**WHAT YOU ARE ASKED TO DO:** From the line with "Where can the tree bark" to the final line of the records, reproduce every line exactly and only those lines.

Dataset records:

"""

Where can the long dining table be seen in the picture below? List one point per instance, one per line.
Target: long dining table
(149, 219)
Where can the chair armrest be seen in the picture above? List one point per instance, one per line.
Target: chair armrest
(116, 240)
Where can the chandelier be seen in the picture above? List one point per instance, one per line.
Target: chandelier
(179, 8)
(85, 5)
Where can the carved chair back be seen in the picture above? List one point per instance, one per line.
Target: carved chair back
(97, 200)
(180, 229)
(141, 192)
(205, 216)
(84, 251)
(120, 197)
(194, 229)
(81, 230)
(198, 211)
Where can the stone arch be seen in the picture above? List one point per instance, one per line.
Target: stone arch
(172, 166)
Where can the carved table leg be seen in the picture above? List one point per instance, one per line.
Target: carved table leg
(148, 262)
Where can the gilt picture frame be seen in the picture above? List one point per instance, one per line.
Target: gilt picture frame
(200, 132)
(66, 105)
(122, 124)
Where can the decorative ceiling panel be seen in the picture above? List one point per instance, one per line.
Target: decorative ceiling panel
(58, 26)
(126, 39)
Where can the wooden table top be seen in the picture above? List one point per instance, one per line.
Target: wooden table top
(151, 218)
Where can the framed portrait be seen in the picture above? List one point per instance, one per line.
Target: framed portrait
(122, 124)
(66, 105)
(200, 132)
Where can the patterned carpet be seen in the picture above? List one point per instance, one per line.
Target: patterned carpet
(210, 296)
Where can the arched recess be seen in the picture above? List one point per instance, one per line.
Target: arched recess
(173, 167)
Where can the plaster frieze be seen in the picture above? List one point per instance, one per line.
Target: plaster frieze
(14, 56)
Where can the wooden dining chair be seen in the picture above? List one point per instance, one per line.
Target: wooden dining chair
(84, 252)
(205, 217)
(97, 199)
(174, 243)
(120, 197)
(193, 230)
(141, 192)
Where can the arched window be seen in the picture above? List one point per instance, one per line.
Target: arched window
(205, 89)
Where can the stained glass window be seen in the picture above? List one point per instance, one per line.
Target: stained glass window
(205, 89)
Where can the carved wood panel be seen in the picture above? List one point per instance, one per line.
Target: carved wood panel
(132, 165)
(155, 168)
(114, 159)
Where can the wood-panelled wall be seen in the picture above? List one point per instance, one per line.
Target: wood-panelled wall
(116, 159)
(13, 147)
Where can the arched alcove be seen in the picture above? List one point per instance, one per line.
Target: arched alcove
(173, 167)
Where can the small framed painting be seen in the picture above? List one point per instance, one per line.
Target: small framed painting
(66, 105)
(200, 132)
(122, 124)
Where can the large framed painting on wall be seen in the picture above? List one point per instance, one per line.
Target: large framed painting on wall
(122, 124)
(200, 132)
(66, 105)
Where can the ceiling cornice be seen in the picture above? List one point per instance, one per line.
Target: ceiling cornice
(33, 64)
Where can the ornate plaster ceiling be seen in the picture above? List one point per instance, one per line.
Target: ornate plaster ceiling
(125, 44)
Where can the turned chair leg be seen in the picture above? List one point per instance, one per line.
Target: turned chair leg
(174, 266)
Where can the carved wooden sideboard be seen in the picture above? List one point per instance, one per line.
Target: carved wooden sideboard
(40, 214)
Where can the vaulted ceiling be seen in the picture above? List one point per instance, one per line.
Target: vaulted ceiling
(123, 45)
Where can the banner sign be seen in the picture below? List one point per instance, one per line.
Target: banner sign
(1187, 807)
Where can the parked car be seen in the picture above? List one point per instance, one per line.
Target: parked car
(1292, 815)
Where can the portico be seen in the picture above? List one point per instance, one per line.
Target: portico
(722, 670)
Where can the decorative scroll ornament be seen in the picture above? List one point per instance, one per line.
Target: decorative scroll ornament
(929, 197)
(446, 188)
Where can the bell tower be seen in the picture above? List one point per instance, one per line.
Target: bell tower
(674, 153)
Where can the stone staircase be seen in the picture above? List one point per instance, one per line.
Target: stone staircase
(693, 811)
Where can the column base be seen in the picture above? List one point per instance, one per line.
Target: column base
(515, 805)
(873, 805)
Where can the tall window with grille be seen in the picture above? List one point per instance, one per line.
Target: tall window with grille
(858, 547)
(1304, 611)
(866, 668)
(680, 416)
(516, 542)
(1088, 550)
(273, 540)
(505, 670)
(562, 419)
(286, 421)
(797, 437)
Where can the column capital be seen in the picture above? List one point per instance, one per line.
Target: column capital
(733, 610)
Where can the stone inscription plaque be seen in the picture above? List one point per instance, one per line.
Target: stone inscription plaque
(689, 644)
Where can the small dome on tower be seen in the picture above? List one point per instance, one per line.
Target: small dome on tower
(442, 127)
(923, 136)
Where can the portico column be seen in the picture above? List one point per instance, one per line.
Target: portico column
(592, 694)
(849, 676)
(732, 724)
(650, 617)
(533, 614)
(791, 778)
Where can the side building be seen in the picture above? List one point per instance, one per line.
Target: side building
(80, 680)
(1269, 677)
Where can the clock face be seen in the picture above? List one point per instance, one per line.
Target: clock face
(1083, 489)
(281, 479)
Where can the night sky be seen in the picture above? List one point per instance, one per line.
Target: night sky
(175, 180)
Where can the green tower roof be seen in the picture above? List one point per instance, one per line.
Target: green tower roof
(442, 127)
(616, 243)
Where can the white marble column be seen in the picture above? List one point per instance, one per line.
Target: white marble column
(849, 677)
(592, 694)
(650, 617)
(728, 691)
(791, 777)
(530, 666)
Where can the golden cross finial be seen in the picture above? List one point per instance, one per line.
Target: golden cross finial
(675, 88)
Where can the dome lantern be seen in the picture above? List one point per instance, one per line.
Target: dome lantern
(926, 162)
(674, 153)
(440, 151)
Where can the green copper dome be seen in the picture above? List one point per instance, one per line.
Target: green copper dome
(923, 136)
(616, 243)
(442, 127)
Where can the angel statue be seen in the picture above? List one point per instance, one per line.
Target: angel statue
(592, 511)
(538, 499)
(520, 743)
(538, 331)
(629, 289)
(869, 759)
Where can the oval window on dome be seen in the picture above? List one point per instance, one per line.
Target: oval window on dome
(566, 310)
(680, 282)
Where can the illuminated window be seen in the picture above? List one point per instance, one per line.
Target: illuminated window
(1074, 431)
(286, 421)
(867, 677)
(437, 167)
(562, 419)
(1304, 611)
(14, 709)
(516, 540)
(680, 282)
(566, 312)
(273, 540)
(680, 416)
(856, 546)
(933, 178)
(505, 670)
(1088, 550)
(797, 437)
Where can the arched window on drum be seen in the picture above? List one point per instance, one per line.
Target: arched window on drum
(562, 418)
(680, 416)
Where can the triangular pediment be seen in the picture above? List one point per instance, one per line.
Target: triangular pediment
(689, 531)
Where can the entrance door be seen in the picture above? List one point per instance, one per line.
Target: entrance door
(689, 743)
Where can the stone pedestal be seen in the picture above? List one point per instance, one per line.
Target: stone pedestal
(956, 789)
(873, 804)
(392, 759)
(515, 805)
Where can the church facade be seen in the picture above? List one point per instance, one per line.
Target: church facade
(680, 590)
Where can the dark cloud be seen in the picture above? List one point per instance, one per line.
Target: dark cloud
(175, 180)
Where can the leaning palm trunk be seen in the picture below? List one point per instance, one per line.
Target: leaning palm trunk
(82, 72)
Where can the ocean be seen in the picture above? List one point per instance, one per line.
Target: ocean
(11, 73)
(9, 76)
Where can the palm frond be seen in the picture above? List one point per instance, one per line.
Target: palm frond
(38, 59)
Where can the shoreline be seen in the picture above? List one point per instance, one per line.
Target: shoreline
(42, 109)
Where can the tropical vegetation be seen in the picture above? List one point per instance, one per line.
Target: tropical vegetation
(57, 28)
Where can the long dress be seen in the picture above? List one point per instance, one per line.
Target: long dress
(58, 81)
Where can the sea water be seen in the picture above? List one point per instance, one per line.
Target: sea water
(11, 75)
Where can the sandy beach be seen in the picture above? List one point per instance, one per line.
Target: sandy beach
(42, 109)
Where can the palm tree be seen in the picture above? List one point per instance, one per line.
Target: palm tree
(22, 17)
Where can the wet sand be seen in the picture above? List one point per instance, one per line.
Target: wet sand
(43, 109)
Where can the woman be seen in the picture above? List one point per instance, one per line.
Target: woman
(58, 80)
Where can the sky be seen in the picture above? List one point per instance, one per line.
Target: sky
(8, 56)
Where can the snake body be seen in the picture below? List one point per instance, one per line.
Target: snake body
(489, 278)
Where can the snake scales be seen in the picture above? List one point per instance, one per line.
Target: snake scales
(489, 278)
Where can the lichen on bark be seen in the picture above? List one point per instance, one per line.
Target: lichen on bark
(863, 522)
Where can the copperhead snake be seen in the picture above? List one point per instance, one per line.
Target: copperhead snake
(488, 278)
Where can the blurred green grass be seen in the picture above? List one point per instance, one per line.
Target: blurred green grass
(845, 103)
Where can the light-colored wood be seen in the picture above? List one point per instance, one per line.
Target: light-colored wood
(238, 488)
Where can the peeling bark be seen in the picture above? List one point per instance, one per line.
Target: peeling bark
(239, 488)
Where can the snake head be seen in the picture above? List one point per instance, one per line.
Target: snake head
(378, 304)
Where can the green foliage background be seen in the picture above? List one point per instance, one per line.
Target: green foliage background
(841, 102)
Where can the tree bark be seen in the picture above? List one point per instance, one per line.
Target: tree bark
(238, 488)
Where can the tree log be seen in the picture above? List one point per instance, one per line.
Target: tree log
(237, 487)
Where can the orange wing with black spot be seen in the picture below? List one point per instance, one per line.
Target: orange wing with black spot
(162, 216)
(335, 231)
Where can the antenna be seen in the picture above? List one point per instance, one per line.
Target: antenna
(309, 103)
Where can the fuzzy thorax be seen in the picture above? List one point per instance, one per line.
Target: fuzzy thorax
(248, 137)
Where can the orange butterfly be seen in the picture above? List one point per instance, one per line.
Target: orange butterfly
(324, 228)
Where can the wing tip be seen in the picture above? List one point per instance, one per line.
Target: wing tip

"""

**FINAL ANSWER:**
Where can the tree bark be seen in the picture above? List one point per instance, one per line.
Target: tree bark
(238, 488)
Where can the tree log be seen in the picture above? List one point per instance, one per line.
Target: tree log
(237, 487)
Where can the orange wing with black spot be seen in the picture below? List one point per instance, one per line.
Target: orange wing with black spot
(162, 216)
(335, 231)
Where can the antenna be seen in the picture above? List one point per instance, one per line.
Target: antenna
(309, 103)
Where can the fuzzy thorax be seen in the picture above? List one point per instance, one per line.
Target: fuzzy thorax
(248, 137)
Where can the orange butterfly be seen in the picture above? List one point per instance, one per line.
Target: orange butterfly
(324, 228)
Where can the wing tip be seen in the picture above? List one point per instance, one per line.
Target: wing tip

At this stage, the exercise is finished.